**CUPLIKAN TEKS**.
TANJUNG REDEB – Harga minyak sawit mentah atau Crude Palm Oil (CPO) rerata periode per 10 November masuk dalam harga tertinggi. Penetapan harga sudah disesuaikan dan diatur dalam rapat penetapan harga. Penetapan harga dilakukan untuk menyeimbangkan antara profit investor dan juga masyarakat pelaku usaha perkebunan.
Data yang Dinas Perkebunan Berau, Oktober hingga 10 November 2021, harga sawit mencapai Rp 12.268 per kilogram. Sebelumnya pada September 2021 yakni hanya mencapai Rp 11.436 per kg.
Kasi Pengelolaan Pasca Panen dan Pemasaran, Dinas Perkebunan Berau, Sopian Rodi menjelaskan harga tersebut sudah diatur dalam rapat penetapan harga pembelian tandan buah segar (TBS) kelapa sawit produksi perkebunan yang bermitra.
“Harganya memang menunjukkan paling tertinggi, mengikuti dengan harga TBS yang juga melonjak, biasanya rerata CPO bisa berada di bawah Rp 10.000 per kg,” bebernya, Rabu (10/11/2021).

**SOAL LATIHAN 1**. Pilih dan salin setiap baris catatan di bawah yang memuat kata "wooden". Huruf besar dan kecil dibedakan.

**CATATAN UNTUK DIOLAH**.

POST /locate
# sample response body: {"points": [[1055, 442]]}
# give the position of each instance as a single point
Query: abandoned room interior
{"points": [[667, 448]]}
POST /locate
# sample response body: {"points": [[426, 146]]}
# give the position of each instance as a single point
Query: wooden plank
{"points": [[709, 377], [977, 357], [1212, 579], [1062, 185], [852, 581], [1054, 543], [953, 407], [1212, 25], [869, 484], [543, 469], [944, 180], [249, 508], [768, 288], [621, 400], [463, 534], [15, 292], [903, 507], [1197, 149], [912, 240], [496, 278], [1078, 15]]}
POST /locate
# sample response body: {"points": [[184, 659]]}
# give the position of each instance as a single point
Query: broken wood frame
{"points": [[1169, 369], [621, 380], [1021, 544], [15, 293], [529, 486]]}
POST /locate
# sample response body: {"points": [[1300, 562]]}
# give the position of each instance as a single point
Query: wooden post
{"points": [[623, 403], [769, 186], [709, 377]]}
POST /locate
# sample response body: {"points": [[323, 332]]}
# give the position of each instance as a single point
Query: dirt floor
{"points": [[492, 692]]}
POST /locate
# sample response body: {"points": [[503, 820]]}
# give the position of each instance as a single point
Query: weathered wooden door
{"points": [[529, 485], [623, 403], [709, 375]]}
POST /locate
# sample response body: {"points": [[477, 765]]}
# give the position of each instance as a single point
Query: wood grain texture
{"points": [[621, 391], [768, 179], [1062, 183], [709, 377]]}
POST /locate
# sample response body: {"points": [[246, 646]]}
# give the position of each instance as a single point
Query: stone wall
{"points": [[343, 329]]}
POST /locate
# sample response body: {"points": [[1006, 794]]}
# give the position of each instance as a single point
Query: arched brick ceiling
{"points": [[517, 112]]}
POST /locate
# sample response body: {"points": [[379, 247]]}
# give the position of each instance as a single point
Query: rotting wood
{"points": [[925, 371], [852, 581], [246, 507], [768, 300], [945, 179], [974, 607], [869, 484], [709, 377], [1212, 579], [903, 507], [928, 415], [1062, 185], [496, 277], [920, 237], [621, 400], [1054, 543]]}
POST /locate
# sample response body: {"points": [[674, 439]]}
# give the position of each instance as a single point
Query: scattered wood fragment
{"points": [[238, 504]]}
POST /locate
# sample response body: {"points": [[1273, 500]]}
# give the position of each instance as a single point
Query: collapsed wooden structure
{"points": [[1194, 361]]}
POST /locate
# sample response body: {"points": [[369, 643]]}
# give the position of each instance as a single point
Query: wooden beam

**SOAL LATIHAN 2**. Tentukan apakah setiap pernyataan berikut sesuai dengan teks tentang harga sawit di Berau, lalu jawab ya atau tidak disertai kutipan persis dari teks yang menjadi penentunya. (a) Dari Oktober hingga 10 November 2021, harga sawit mencapai Rp 12.268 per kilogram. (b) Pada September 2021, harga sawit sudah melebihi Rp 12.000 per kilogram. (c) Penetapan harga dilakukan hanya demi keuntungan investor.

**PEMBAHASAN JAWABAN 1**.
Query: wooden plank
Query: wooden post
Query: weathered wooden door
Query: collapsed wooden structure
Query: wooden beam

**PEMBAHASAN JAWABAN 2**.
(a) Ya: "Oktober hingga 10 November 2021, harga sawit mencapai Rp 12.268 per kilogram".
(b) Tidak: "Sebelumnya pada September 2021 yakni hanya mencapai Rp 11.436 per kg".
(c) Tidak: "untuk menyeimbangkan antara profit investor dan juga masyarakat pelaku usaha perkebunan".